WHAT YOU WILL DO: Count the lines in the rows below that contain the string "photograph", with uppercase and lowercase treated as different. Reply with only that number.

SUPPLIED RECORDS:
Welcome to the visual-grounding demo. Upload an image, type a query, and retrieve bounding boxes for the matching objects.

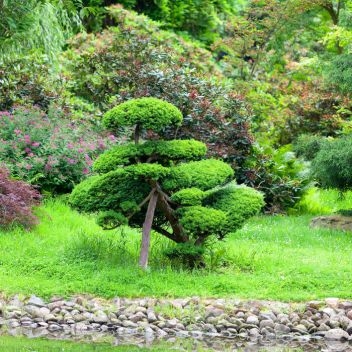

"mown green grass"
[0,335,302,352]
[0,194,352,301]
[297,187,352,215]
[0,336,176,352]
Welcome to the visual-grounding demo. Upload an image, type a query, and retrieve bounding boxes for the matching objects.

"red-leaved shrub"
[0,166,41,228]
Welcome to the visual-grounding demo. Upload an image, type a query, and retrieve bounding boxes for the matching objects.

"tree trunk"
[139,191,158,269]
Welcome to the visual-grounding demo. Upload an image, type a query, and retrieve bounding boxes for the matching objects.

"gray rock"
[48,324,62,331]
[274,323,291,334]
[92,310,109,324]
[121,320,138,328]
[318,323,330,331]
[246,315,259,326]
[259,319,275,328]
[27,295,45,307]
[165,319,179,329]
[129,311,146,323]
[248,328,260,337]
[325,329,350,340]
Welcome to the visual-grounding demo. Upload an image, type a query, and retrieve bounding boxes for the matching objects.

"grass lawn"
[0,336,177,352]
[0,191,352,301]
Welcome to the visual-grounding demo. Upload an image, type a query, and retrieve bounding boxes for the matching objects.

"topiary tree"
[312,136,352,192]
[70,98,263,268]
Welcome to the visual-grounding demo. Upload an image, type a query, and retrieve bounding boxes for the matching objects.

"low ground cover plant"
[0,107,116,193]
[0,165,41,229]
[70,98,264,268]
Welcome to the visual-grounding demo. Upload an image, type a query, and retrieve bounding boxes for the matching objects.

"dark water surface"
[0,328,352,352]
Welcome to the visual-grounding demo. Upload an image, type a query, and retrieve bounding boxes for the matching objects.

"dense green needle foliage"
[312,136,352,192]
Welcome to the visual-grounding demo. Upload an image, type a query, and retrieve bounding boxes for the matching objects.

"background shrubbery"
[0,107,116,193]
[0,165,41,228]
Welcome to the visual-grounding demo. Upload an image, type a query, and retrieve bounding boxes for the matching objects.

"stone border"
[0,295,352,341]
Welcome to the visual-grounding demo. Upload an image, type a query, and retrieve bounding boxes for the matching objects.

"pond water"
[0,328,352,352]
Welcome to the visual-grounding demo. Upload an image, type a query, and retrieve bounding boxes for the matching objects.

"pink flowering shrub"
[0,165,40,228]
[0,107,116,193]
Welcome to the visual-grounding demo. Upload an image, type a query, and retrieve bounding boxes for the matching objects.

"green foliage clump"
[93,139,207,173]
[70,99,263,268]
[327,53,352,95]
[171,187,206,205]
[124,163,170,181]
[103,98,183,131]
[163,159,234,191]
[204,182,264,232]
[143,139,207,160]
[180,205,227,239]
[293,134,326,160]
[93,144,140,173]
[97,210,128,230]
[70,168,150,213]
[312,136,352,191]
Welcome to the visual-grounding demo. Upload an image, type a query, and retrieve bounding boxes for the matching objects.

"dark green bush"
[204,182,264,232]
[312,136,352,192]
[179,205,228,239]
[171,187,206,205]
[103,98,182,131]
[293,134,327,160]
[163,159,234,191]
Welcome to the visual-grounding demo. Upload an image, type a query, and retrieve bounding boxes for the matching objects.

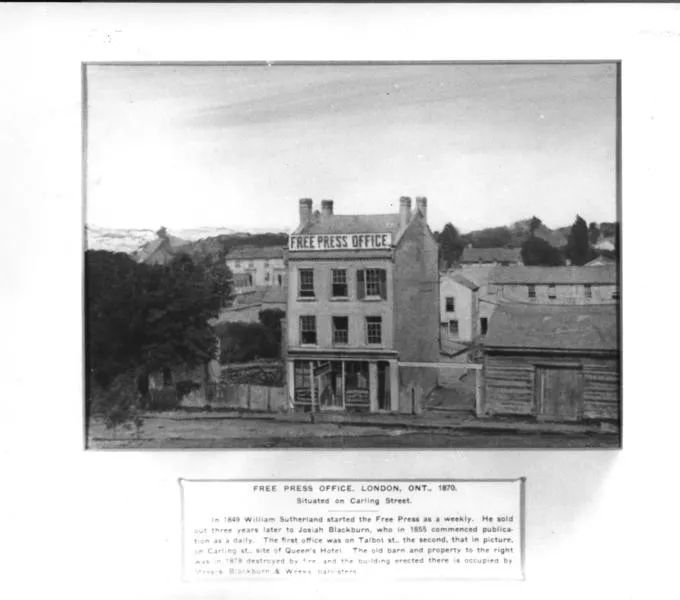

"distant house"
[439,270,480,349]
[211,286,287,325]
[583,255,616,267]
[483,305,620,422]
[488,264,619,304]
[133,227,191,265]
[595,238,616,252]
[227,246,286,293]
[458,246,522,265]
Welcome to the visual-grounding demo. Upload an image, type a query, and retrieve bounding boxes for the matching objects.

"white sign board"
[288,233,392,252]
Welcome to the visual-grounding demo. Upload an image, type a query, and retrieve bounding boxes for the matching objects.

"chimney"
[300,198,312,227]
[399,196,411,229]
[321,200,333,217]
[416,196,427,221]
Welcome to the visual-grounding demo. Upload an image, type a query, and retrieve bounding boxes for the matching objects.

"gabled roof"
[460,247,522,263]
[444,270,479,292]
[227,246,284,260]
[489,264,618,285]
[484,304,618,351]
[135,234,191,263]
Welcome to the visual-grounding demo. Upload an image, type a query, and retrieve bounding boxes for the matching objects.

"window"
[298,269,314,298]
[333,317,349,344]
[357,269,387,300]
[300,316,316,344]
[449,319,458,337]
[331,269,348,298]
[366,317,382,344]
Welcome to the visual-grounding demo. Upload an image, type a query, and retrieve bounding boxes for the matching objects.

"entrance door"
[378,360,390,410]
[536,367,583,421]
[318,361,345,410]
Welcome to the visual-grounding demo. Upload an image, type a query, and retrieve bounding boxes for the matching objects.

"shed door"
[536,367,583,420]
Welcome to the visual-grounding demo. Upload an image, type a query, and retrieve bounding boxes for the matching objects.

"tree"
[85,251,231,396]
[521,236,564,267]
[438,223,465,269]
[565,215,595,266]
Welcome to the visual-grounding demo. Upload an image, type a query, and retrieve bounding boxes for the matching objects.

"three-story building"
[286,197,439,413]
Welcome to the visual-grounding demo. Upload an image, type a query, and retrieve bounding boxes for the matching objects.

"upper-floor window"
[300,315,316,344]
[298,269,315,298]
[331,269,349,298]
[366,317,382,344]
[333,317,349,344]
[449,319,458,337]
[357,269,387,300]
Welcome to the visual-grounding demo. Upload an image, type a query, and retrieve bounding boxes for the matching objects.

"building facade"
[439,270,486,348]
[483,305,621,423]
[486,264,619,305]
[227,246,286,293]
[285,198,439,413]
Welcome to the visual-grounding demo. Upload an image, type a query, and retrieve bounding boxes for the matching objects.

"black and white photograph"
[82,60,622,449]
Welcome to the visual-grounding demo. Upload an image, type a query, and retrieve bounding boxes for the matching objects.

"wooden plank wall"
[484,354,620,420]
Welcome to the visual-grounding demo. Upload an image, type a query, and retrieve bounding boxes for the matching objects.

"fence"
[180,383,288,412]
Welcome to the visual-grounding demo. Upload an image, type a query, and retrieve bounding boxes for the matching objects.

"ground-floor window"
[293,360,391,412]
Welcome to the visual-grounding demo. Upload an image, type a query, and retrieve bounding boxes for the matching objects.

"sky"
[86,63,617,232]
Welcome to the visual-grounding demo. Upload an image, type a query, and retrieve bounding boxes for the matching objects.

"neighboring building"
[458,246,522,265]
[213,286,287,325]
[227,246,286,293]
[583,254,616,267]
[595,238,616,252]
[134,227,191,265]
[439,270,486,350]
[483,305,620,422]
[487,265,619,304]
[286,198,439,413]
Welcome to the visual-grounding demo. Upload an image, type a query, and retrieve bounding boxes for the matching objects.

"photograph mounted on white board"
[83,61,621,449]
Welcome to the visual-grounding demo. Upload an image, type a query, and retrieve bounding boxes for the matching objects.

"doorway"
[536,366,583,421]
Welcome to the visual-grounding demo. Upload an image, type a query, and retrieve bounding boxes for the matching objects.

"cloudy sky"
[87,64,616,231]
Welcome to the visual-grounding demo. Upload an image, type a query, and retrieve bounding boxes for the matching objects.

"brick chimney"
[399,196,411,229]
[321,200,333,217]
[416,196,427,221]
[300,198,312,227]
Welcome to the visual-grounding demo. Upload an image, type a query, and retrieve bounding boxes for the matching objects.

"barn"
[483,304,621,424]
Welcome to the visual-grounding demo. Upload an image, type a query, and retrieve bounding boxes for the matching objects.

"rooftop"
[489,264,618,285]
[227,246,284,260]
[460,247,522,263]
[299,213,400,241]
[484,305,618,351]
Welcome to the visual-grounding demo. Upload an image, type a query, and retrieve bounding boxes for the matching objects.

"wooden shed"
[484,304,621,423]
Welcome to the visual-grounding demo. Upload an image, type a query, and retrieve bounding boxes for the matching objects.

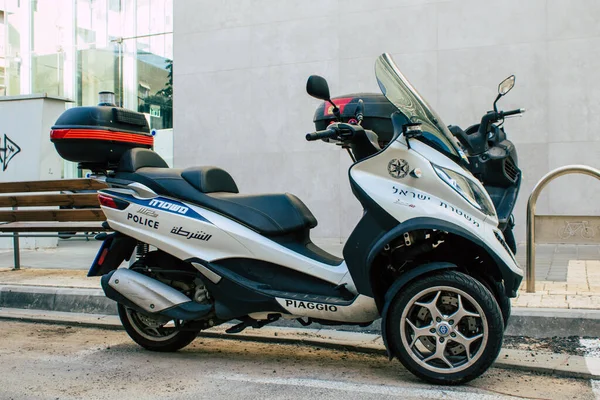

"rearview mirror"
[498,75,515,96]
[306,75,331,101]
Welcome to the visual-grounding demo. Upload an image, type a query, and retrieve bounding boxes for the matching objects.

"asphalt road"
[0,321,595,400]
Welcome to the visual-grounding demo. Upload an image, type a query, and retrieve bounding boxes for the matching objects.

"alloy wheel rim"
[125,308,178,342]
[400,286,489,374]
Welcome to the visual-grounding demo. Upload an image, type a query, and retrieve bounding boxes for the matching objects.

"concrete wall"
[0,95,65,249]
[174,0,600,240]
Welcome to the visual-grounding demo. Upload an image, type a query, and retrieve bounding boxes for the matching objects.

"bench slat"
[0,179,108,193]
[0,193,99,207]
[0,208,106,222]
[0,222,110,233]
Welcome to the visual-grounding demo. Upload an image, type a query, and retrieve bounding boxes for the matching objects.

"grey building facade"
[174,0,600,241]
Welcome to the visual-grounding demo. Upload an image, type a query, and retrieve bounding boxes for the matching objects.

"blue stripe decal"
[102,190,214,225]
==
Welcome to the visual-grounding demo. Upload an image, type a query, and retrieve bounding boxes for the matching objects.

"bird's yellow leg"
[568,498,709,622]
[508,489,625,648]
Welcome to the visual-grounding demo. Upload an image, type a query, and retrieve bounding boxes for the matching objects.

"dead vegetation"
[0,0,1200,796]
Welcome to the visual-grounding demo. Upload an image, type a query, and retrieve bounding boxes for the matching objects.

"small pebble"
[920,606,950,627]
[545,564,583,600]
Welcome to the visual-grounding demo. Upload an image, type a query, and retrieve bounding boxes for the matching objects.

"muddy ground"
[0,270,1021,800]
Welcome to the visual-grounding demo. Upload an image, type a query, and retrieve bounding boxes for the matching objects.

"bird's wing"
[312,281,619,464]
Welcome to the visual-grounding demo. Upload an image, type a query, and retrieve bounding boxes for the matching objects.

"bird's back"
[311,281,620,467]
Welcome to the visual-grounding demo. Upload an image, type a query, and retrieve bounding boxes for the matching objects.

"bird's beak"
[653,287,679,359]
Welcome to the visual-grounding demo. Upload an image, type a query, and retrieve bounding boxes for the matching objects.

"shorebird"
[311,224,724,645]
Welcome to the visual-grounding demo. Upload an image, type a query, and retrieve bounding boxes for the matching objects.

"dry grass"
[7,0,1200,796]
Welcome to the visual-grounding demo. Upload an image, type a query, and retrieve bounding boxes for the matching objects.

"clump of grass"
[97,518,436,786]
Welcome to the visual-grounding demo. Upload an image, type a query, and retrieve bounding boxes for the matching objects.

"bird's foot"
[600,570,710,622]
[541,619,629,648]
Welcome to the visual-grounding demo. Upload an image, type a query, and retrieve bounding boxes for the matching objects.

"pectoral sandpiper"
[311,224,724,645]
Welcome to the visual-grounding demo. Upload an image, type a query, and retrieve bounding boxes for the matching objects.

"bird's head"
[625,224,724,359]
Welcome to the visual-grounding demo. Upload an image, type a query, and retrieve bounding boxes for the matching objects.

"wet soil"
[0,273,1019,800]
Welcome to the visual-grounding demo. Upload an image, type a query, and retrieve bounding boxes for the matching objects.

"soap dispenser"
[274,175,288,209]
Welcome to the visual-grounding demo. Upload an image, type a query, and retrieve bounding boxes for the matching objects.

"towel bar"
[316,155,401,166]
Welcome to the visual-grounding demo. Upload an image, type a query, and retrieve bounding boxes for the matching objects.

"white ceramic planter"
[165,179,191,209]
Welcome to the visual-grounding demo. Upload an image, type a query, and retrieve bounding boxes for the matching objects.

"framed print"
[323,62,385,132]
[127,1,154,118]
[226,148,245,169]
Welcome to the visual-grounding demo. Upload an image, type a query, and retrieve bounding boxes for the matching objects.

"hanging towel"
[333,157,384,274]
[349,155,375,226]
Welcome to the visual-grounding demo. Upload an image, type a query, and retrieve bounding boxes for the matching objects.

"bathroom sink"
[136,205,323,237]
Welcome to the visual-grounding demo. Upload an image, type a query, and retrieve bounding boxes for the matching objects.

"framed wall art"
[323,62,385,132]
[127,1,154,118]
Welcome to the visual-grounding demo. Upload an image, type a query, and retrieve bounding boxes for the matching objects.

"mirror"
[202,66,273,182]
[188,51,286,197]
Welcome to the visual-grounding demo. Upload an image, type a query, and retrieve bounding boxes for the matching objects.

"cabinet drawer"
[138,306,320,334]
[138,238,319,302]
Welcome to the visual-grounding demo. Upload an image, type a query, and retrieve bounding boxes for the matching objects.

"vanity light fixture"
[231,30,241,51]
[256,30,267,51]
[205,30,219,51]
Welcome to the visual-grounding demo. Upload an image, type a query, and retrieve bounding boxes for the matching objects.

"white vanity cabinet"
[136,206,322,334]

FINAL RESULT: 2